____ ROWS
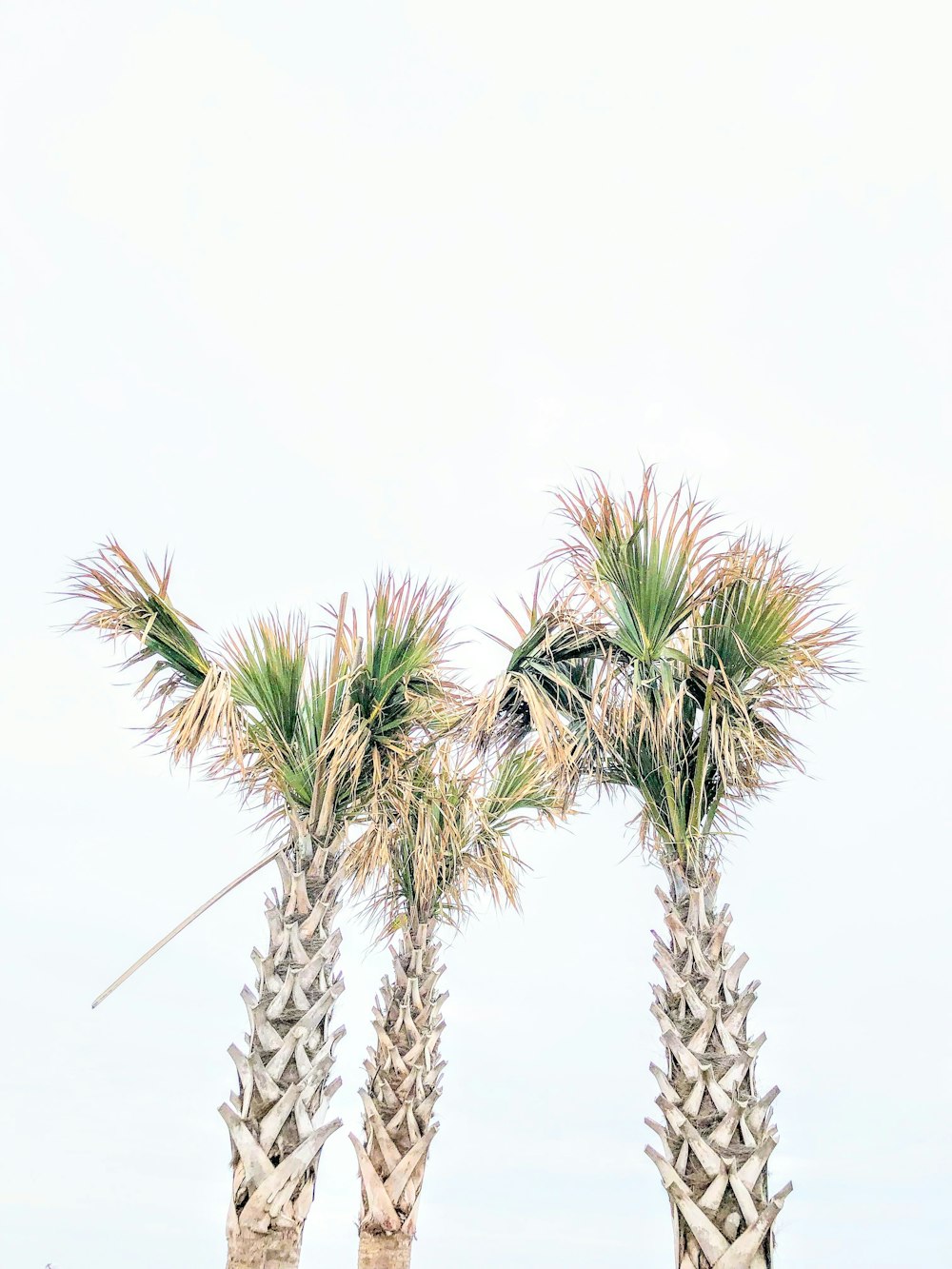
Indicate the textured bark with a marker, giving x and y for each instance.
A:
(272, 1250)
(277, 1119)
(716, 1135)
(384, 1250)
(404, 1074)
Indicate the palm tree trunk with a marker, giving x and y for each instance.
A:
(277, 1119)
(404, 1074)
(716, 1135)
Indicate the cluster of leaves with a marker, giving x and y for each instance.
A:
(305, 724)
(441, 833)
(666, 663)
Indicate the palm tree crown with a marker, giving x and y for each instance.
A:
(668, 663)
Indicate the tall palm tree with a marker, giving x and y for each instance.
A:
(311, 734)
(693, 648)
(441, 839)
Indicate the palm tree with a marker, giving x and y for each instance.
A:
(312, 735)
(440, 841)
(693, 648)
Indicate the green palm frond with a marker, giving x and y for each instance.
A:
(400, 678)
(642, 566)
(268, 664)
(703, 648)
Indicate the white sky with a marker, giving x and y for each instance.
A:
(297, 289)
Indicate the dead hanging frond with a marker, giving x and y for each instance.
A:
(441, 834)
(193, 692)
(544, 692)
(208, 719)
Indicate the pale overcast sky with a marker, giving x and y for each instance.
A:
(299, 289)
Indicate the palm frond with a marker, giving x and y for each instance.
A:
(642, 566)
(441, 834)
(193, 692)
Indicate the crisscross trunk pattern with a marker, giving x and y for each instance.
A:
(716, 1135)
(404, 1074)
(277, 1117)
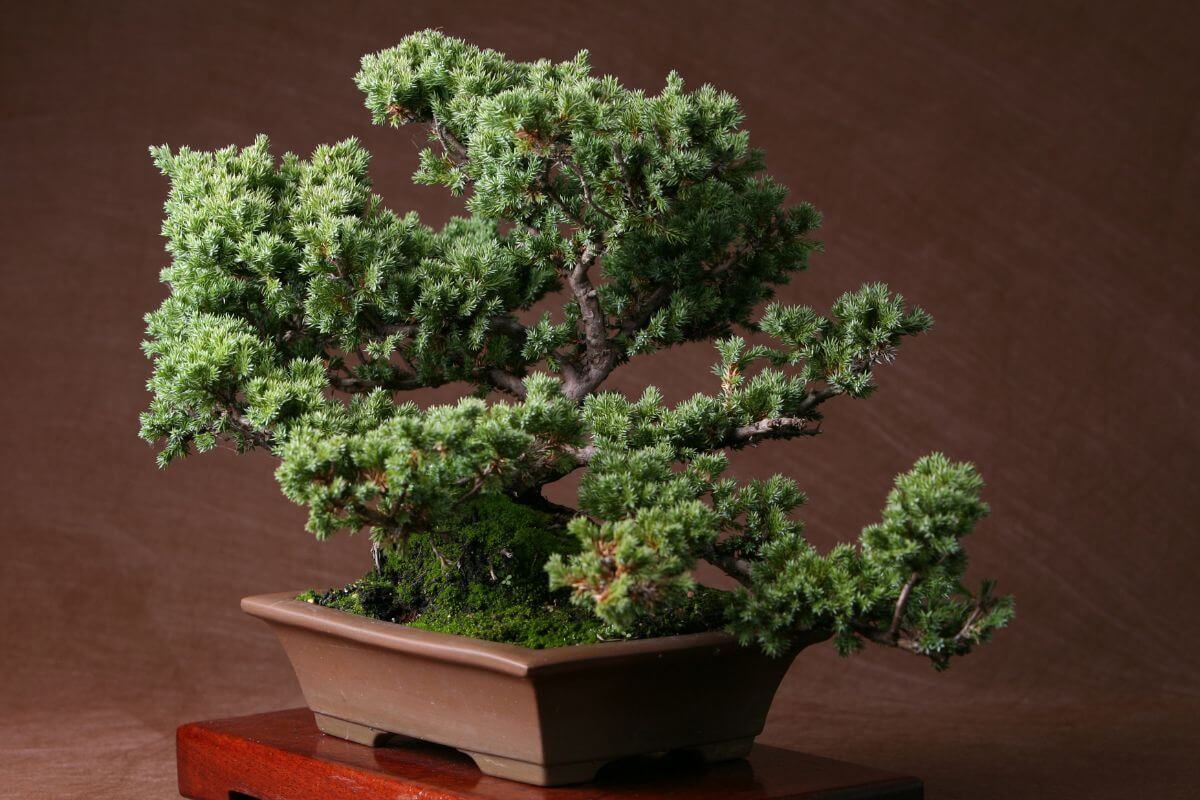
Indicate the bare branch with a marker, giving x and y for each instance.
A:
(901, 602)
(450, 143)
(507, 383)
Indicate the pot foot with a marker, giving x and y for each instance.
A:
(725, 751)
(354, 732)
(535, 774)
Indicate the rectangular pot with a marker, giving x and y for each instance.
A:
(546, 716)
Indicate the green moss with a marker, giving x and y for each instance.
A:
(487, 581)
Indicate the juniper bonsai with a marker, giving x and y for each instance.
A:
(301, 311)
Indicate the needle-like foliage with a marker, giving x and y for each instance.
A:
(301, 311)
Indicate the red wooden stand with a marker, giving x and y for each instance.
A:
(281, 756)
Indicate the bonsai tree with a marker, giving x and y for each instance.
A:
(604, 223)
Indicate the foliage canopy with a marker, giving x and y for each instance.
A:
(301, 310)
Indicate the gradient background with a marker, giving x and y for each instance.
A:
(1029, 172)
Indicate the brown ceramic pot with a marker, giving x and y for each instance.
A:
(547, 716)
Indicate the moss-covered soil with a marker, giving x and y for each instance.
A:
(486, 579)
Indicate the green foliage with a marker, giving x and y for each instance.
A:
(301, 310)
(479, 575)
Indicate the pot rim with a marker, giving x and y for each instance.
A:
(283, 608)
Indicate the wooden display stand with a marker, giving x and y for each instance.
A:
(281, 756)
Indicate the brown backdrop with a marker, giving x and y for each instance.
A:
(1027, 172)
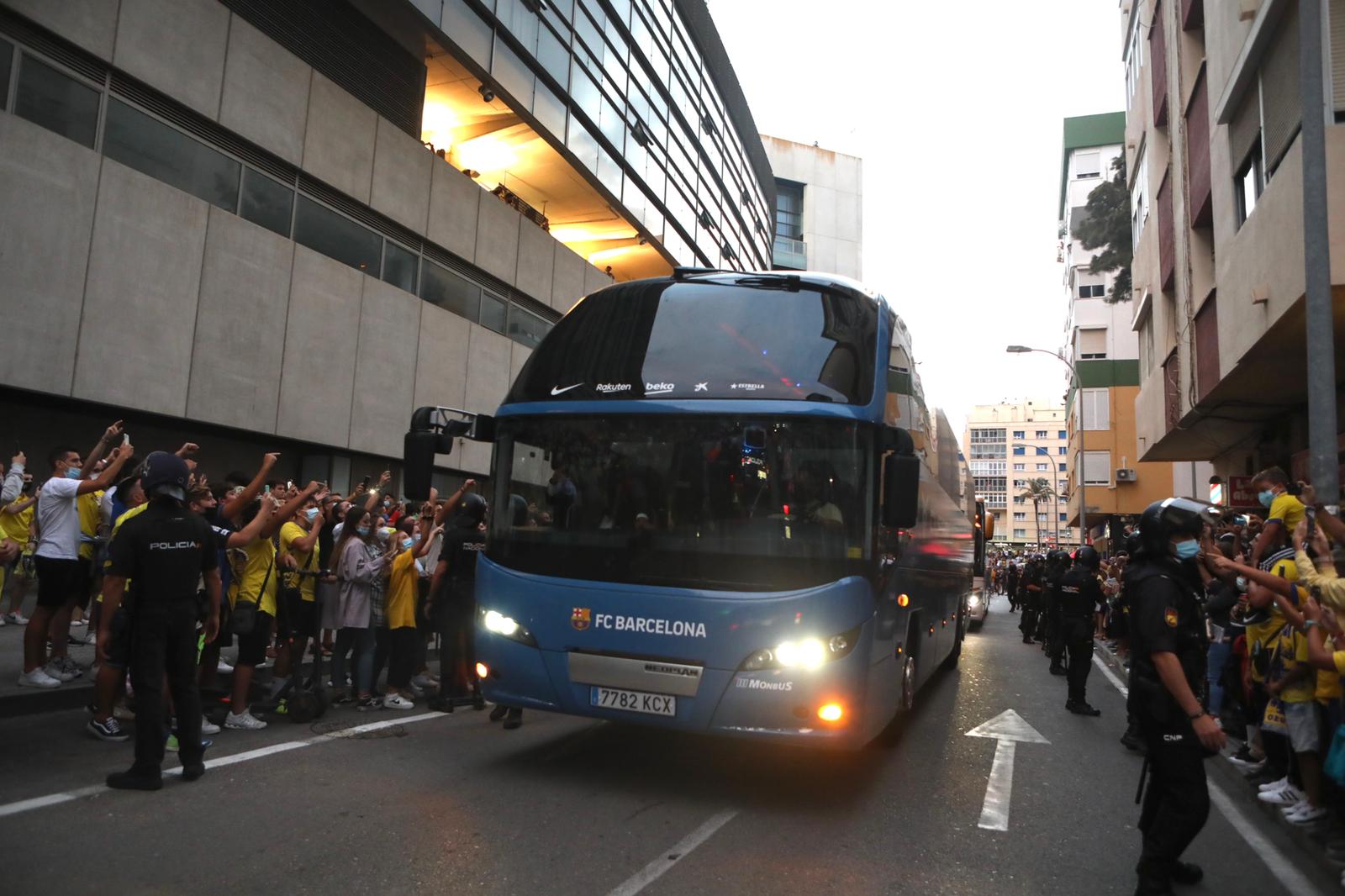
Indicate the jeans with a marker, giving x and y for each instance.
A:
(1216, 660)
(362, 642)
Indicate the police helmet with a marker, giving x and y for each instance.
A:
(472, 508)
(166, 474)
(1174, 517)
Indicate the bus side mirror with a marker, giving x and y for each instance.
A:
(419, 450)
(900, 492)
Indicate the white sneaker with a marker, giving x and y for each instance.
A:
(1306, 814)
(55, 669)
(244, 721)
(1286, 795)
(38, 678)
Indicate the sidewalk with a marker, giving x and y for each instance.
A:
(1311, 840)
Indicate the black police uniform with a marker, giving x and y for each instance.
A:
(455, 607)
(1165, 616)
(1029, 599)
(163, 552)
(1079, 599)
(1049, 622)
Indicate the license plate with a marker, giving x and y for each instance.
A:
(632, 701)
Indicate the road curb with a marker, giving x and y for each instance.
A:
(1311, 841)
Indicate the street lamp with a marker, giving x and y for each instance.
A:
(1036, 524)
(1078, 385)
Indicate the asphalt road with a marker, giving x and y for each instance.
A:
________
**WHAT IS BEING ASKED:** Please write out again every line above, from the one holding "Indicate the white sneaker" through the final line, inclusive. Shift each answer coordinate by adding 103 to both its x and its y value, and leave all other lines unchanged.

**FINISHED EXERCISE:**
Indicate the white sneaker with a marker, giving x and y for each instance.
A:
(1409, 917)
(158, 772)
(347, 824)
(1389, 898)
(141, 781)
Indicate the sidewalk with a marker, giving x and y for each instance.
A:
(1414, 943)
Indicate the black police uniform with a marker, giving x and y for each instance.
A:
(558, 710)
(1268, 719)
(1132, 702)
(266, 655)
(1182, 702)
(1152, 725)
Indicate the license plate with a marker, giving x and y for each instance.
A:
(735, 804)
Indicate the road curb with a marker, giving x and y for each instance.
A:
(1414, 944)
Indicate the street lamp with a marker, giving x and y for each instance.
A:
(1139, 627)
(1181, 488)
Indicate the asphalt road with a marker, giving x and y for each instance.
A:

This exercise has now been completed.